EXTRAIT DU DOCUMENT:
────────────────

SOPV ! Objectifs des polices communales vaudoises et formation continue

Rédigé le 27/05/2024


Le renouvellement des effectifs de police a fait l’objet d’une chronique parue dans l’édition de printemps de Point CommUNE ! Après le recrutement ouvrant les portes de la formation de base, voici un bref tour d’horizon de la police d’aujourd’hui et de sa formation continue.

Pour en parler, le micro a été tendu au lieutenant-colonel Dan-Henri Weber (commandant de la Police Est Lausannois – PEL), président de la Société des officiers des polices communales vaudoises (SOPV), et à son vice-président, le lieutenant-colonel Clément Leu (commandant de la Police Région Morges – PRM). Les questions-réponses évoquent l’évolution de la police en général et celle de la formation continue de ses membres. La parole donc aux opérationnels mais avant une biographie expresse de chacun d’entre eux :

Dan-Henri Weber, président de la SOPV et commandant de la PEL

54 ans, dont trente-cinq consacrés à la police : la police municipale de Lausanne d’abord puis la police cantonale durant dix ans avant un retour dans les polices communales : officier sur la Riviera depuis 2003, il deviendra le commandant de la PEL en 2009. Caissier de la SOPV puis vice-président, il en reprend la présidence en 2022.

────────────────

CONSIGNES:
1. Dans l'article sur la SOPV, condensez sous forme de liste le paragraphe qui commence par « Pour en parler, le micro a été tendu » en conservant ses faits principaux.
2. Répondez brièvement à ces questions sur l'article sur la SOPV :
(a) À quelle date l'article a-t-il été rédigé ?
(b) Dans quelle édition de Point CommUNE ! la chronique sur le renouvellement des effectifs de police est-elle parue ?
(c) En quelle année Dan-Henri Weber devient-il commandant de la PEL ?
3. Reprenez l'article sur la SOPV et poursuivez-le à partir de sa dernière phrase.
Les entrées placées ensuite forment un matériau indépendant de l'article.

────────────────

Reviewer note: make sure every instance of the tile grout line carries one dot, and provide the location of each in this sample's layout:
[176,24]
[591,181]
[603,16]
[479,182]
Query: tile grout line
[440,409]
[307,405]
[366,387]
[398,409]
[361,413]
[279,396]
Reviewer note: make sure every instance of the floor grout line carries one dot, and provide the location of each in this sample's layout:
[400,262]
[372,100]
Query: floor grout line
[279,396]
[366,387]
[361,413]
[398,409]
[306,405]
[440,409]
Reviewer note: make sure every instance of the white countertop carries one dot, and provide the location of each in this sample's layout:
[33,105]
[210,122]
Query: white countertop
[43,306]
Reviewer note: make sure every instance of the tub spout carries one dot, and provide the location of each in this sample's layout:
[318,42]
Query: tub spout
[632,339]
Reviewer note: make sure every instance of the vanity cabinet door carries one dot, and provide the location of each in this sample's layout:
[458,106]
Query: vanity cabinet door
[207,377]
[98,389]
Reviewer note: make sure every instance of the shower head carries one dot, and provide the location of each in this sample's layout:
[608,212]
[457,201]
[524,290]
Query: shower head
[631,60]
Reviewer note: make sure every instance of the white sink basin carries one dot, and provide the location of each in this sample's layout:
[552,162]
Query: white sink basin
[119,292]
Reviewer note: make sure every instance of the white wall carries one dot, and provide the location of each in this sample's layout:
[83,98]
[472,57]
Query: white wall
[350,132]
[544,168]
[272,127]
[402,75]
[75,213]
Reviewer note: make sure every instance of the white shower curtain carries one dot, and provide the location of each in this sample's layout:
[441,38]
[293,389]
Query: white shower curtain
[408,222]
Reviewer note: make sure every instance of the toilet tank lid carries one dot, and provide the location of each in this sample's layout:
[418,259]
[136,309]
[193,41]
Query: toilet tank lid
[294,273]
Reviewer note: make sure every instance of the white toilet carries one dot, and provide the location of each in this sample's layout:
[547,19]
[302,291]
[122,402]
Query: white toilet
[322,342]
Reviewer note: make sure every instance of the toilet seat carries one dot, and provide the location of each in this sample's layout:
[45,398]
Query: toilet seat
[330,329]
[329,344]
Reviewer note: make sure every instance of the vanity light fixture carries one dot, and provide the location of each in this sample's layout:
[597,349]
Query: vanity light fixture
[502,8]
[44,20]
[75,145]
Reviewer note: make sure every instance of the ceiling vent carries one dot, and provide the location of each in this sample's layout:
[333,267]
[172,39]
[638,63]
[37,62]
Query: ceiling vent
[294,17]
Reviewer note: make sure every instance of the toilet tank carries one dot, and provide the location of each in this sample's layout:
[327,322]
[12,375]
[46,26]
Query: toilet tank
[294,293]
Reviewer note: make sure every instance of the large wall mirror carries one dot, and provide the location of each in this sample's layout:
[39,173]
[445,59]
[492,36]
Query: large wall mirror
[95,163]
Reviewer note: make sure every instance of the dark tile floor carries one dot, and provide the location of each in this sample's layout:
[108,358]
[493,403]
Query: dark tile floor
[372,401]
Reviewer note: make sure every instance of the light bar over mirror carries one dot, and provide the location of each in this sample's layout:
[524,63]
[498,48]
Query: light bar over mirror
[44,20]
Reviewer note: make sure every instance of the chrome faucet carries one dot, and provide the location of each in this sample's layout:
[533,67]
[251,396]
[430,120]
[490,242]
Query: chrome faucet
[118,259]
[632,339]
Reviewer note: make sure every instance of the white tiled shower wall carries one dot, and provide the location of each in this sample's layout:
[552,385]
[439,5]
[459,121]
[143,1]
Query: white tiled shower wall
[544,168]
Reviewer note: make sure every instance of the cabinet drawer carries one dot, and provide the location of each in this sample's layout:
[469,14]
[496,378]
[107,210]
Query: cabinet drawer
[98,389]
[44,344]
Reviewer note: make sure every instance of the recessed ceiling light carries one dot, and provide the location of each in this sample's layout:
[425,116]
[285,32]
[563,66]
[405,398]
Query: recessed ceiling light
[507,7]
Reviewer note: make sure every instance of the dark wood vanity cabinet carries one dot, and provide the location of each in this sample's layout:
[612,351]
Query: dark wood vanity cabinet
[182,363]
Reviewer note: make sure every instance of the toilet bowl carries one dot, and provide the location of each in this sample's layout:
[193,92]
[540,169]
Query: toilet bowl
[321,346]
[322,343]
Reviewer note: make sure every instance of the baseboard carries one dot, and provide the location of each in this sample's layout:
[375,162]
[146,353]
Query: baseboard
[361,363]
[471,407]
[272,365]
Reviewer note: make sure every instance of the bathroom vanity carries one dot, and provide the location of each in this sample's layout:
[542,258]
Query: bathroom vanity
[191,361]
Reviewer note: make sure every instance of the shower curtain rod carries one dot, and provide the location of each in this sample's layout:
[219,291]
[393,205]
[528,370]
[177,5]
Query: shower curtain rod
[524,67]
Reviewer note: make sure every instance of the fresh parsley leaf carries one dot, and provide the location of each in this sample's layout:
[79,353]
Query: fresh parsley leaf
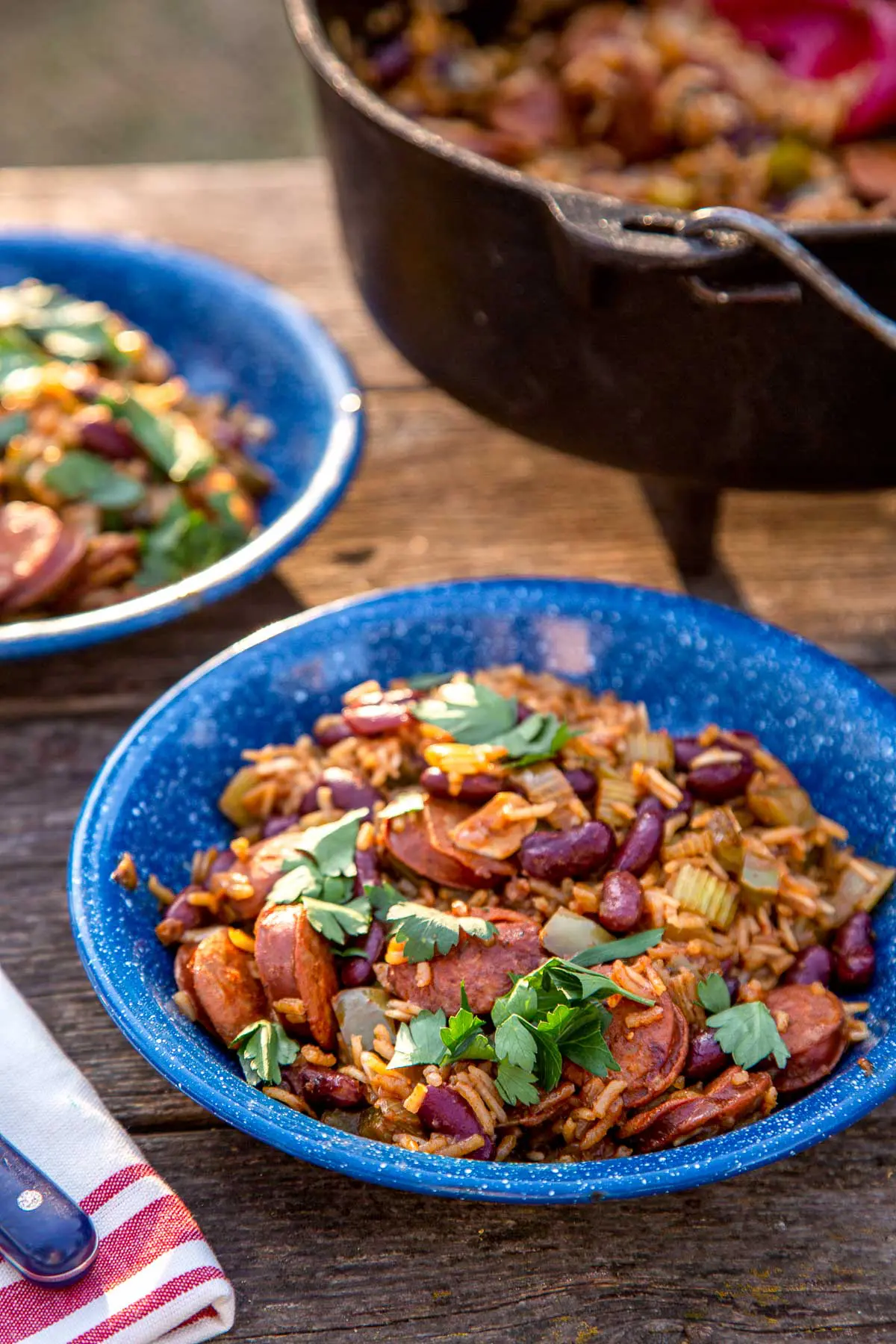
[336,921]
[748,1034]
[579,984]
[621,948]
[428,680]
[523,1001]
[299,880]
[183,542]
[425,930]
[714,995]
[538,738]
[84,476]
[550,1061]
[514,1042]
[383,897]
[516,1085]
[332,846]
[262,1048]
[462,1036]
[579,1034]
[402,806]
[420,1041]
[13,425]
[470,712]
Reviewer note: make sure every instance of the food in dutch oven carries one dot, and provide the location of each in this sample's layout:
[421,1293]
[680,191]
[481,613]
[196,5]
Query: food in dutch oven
[677,102]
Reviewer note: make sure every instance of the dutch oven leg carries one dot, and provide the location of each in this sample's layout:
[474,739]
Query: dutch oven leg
[688,517]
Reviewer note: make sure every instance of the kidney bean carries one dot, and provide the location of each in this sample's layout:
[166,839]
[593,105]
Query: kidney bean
[222,862]
[276,826]
[621,902]
[347,791]
[359,971]
[474,788]
[722,781]
[642,844]
[855,952]
[109,440]
[567,853]
[706,1057]
[187,914]
[583,783]
[744,742]
[812,964]
[331,729]
[324,1085]
[445,1112]
[371,721]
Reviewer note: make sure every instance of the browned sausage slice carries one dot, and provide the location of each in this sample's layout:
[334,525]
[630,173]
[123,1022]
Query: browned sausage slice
[441,816]
[294,961]
[38,554]
[484,969]
[650,1057]
[226,987]
[727,1100]
[815,1034]
[408,846]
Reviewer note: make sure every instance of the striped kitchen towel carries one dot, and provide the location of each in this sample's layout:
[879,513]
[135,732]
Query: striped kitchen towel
[155,1280]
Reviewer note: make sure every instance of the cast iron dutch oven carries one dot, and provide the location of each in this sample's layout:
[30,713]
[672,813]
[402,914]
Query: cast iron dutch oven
[711,349]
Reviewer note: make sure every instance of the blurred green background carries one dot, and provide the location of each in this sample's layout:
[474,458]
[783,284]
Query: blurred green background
[117,81]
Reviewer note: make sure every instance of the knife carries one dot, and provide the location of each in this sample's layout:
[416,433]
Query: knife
[43,1234]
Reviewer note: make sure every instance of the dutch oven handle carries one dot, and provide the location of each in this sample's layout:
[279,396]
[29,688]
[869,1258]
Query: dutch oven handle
[763,233]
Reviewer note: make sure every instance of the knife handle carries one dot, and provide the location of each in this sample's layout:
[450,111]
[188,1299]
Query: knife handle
[43,1234]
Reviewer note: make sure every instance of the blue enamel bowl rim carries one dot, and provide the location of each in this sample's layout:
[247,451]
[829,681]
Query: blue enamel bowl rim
[556,1183]
[331,479]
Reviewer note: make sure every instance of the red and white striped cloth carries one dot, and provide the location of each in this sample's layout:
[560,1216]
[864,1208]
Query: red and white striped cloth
[155,1280]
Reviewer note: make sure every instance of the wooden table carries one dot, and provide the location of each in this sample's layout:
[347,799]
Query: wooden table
[798,1251]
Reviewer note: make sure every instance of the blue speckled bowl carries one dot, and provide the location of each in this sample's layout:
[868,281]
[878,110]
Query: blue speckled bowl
[227,332]
[689,662]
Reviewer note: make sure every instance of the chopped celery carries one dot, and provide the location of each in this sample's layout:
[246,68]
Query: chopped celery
[780,806]
[857,892]
[706,894]
[652,749]
[566,933]
[615,789]
[349,1121]
[726,839]
[759,877]
[231,800]
[359,1011]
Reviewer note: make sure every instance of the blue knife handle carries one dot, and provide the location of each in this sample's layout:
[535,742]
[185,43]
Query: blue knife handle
[43,1233]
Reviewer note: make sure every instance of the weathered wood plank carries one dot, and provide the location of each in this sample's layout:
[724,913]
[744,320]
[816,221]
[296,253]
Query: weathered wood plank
[794,1253]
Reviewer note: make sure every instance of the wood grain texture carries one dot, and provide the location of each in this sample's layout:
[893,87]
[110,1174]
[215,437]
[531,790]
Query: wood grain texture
[801,1251]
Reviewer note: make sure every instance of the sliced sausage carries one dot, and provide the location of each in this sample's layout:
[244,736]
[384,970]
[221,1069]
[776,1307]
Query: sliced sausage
[294,961]
[649,1057]
[726,1101]
[441,816]
[815,1035]
[38,554]
[484,968]
[225,986]
[408,844]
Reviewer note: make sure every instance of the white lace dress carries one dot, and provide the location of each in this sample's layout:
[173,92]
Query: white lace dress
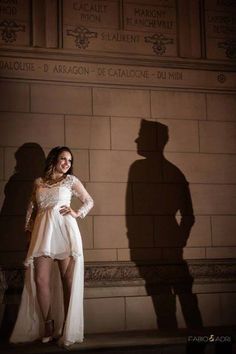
[58,237]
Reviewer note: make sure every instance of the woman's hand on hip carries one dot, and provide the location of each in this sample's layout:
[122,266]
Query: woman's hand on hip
[67,210]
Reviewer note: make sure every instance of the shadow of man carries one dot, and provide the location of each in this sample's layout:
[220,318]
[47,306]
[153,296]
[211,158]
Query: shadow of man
[157,192]
[30,160]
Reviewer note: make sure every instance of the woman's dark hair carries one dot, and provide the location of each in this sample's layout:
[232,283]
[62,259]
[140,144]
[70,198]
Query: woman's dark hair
[52,160]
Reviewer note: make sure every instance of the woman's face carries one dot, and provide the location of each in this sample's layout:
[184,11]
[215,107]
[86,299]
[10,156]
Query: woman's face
[64,162]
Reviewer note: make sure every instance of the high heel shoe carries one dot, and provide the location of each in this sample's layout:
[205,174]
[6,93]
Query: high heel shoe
[49,328]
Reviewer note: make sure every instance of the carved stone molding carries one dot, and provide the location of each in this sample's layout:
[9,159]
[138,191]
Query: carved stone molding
[107,274]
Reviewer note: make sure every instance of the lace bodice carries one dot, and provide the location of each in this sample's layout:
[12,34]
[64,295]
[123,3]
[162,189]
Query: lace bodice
[46,196]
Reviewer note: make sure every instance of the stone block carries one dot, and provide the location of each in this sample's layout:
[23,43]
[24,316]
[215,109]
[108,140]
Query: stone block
[218,199]
[109,198]
[217,137]
[228,309]
[155,198]
[14,97]
[125,131]
[203,168]
[100,255]
[117,102]
[183,135]
[87,132]
[104,315]
[168,231]
[81,164]
[111,166]
[200,234]
[86,230]
[220,252]
[140,313]
[221,107]
[223,230]
[123,232]
[209,305]
[17,129]
[140,254]
[28,160]
[66,99]
[178,105]
[194,253]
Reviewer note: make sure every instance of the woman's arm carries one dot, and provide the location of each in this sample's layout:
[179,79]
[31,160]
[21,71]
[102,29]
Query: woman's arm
[31,210]
[80,192]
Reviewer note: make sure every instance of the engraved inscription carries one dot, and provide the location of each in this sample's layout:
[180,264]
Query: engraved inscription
[82,36]
[159,42]
[91,13]
[220,17]
[149,18]
[230,48]
[14,22]
[130,75]
[8,30]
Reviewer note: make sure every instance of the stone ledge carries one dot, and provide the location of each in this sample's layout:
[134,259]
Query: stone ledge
[108,274]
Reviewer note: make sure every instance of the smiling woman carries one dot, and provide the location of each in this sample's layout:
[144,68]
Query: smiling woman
[54,236]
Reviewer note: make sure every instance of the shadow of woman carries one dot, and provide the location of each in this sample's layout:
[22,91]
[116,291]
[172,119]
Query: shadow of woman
[157,191]
[30,160]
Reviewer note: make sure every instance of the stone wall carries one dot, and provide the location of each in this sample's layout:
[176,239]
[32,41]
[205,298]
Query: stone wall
[143,92]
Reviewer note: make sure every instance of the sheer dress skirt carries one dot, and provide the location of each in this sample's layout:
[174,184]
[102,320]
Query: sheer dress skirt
[58,237]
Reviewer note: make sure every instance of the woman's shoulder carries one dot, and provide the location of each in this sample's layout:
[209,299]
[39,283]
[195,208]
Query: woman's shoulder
[38,181]
[72,178]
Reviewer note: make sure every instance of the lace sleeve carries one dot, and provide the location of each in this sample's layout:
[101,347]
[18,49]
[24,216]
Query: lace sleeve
[31,210]
[80,192]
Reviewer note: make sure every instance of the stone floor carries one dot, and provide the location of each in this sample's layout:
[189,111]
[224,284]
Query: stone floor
[138,342]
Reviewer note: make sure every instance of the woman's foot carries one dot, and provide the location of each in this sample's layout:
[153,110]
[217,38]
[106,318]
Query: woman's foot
[48,331]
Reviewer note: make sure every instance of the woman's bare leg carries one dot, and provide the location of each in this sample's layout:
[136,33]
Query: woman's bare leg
[66,267]
[43,269]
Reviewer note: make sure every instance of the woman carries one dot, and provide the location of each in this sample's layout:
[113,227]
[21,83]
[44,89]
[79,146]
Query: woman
[52,299]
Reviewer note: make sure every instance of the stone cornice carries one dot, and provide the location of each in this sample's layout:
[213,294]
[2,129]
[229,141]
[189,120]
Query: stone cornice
[107,274]
[98,57]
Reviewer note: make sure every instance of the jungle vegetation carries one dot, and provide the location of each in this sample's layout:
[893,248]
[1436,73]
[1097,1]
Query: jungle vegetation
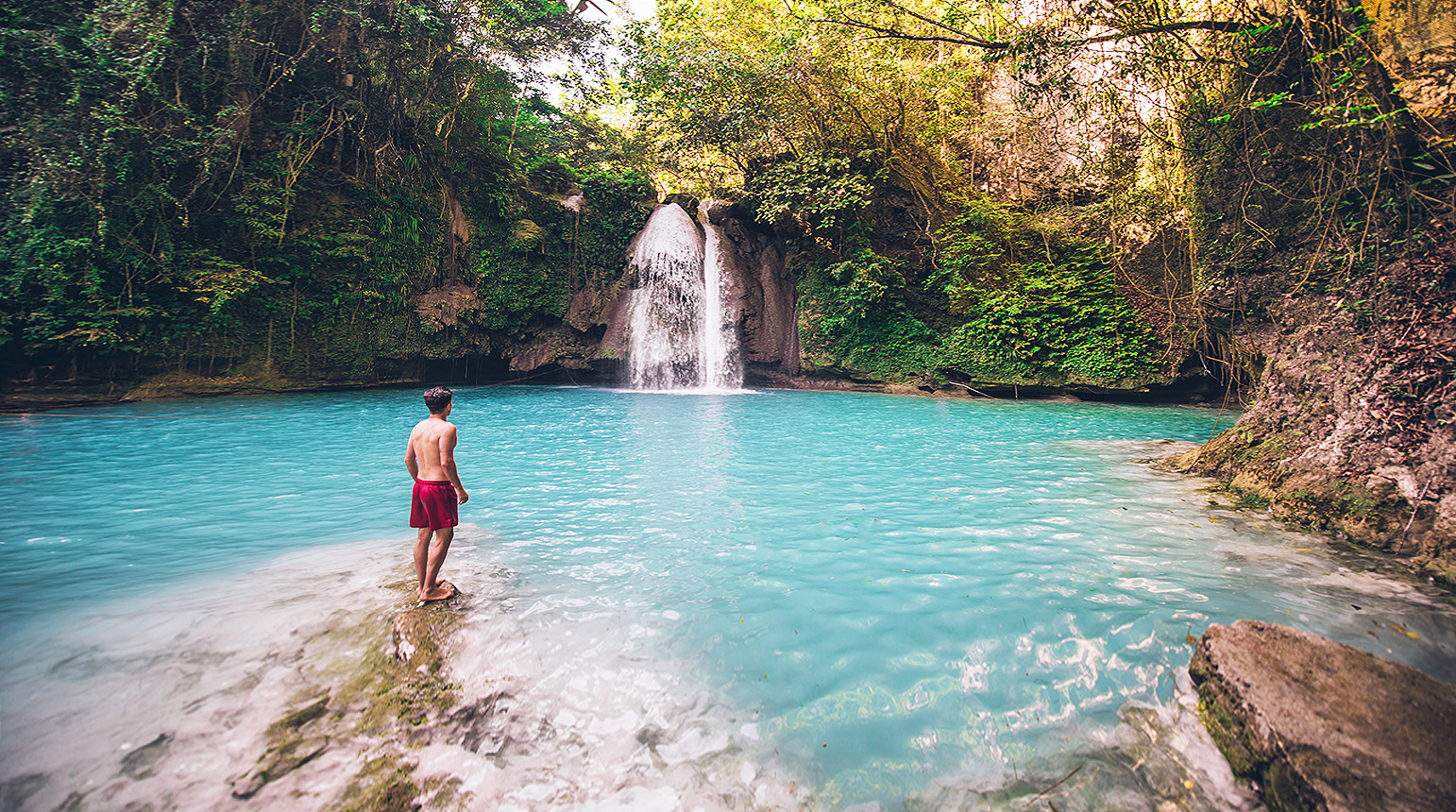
[967,193]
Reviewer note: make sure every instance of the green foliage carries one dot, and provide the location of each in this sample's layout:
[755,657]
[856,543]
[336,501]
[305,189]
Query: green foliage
[620,202]
[1010,304]
[819,193]
[861,319]
[265,185]
[550,174]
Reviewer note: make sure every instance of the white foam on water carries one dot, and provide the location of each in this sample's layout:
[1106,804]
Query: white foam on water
[590,715]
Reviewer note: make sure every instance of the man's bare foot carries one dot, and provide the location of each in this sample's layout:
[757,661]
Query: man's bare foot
[441,591]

────────────────

RÉPONSES:
1.
- Personnes interrogées : le lieutenant-colonel Dan-Henri Weber, commandant de la Police Est Lausannois (PEL) et président de la Société des officiers des polices communales vaudoises (SOPV), et le lieutenant-colonel Clément Leu, commandant de la Police Région Morges (PRM) et vice-président de la SOPV.
- Sujets abordés : l'évolution de la police en général et celle de la formation continue de ses membres.
- Une courte biographie de chacun précède l'entretien.

2.
(a) Le 27/05/2024.
(b) Dans l'édition de printemps.
(c) En 2009.

3.
Clément Leu, vice-président de la SOPV et commandant de la PRM

48 ans, militaire professionnel de formation, c’est en 2016 qu’il trace une nouvelle voie en entrant à la PRM comme officier, avant d’en devenir le commandant en 2019. Très actif dans les milieux de la formation policière, également au niveau suisse, il est élu vice-président de la SOPV en 2023.



Le président de la SOPV, Dan-Henri Weber (à gauche de la photo), et le vice-président, Clément Leu.


La SOPV, par son président

Quelles sont les missions premières d’une conférence de commandants de police (CCPV) et de son président ?

Je compare volontiers mon rôle à celui d’un chef d’orchestre, élu pour coordonner et faciliter les relations entre les neuf corps des polices communales vaudoises. La conférence des commandants est partie prenante, pour y collaborer activement, à l’organisation policière vaudoise selon la loi (LOPV) entrée en vigueur en 2012. Sous l’égide de la direction opérationnelle (DO) du canton, elle est un partenaire direct de la police cantonale vaudoise (PCV). Si les réalités de chaque région sont différentes, en termes d’équipements, de doctrine d’engagement et de formation continue notamment, c’est d’une même voix que les PolCom s’expriment ou font en sorte d’y arriver.

Par le passé, et jusqu’au début des années 2000, on comptait encore quelque quarante corps de police communaux ; depuis la LOPV de 2012, ils ont été regroupés en neuf polices communales (seule la ville de Lausanne dispose toujours de la sienne, la PML) : était-ce mieux avant ?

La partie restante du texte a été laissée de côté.